* PROVIDED TEXT:
My experience with NixOS - lelf
http://fuuzetsu.co.uk/blog/posts/2014-06-28-My-experience-with-NixOS.html
======
cwp
I do this with node and python projects. I develop using nix on a Mac, then
deploy to NixOS servers.

One thing I've found handy is to create a .profile file in the root of my
project directory with additional shell customization for that project (eg.
bash functions for running my tests).

Then I have a function in my login profile that invokes nix shell
(essentially) like this:

    
    
        nix-shell --command "source .profile; return" default.nix
    

That makes it really easy to drop into a customized development environment,
with all my dependencies taken care of, and which exactly corresponds to the
environment that will be present at deployment time.

It's fantastic.

------
boothead
100% agreement from me! As I wrote a few days ago here
[https://news.ycombinator.com/item?id=7905511](https://news.ycombinator.com/item?id=7905511):

All my projects now have a default.nix and a shell.nix and I have this little
snippet in emacs:

    
    
        (setq haskell-process-type 'ghci
              haskell-process-path-ghci "/home/ben/.nix-profile/bin/nix-shell"

* WORK TO COMPLETE: Summarize the NixOS thread above in two sentences.

* INFORMATION SHOWN:
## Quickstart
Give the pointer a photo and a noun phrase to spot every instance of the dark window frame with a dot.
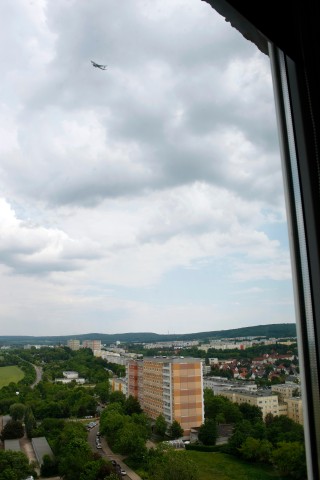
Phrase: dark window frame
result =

* CORRECT RESPONSE: One commenter develops node and python projects with nix on a Mac and deploys them to NixOS servers. The commenter uses a project-level .profile file sourced through nix-shell to get a development environment that has all dependencies taken care of and matches the deployment environment, and another commenter fully agrees, noting that all of their projects now have a default.nix and a shell.nix plus a small emacs snippet.